[STATED PROBLEM]: Please return every item below word for word, leaving the pictures out of your answer.

[Items from a data source]
####################
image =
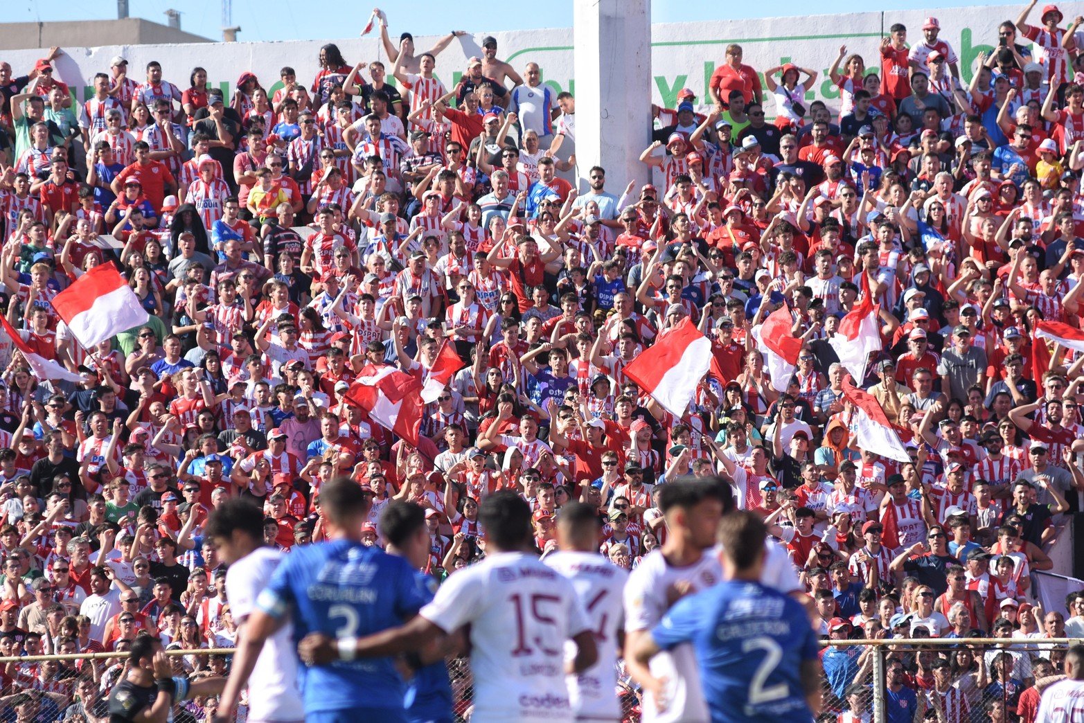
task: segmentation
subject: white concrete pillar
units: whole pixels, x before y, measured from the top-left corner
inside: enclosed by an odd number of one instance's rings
####################
[WORKED ANSWER]:
image =
task: segmentation
subject: white concrete pillar
units: whole pixels, x before y, measured from the top-left corner
inside: enclosed by an odd number of one instance's rings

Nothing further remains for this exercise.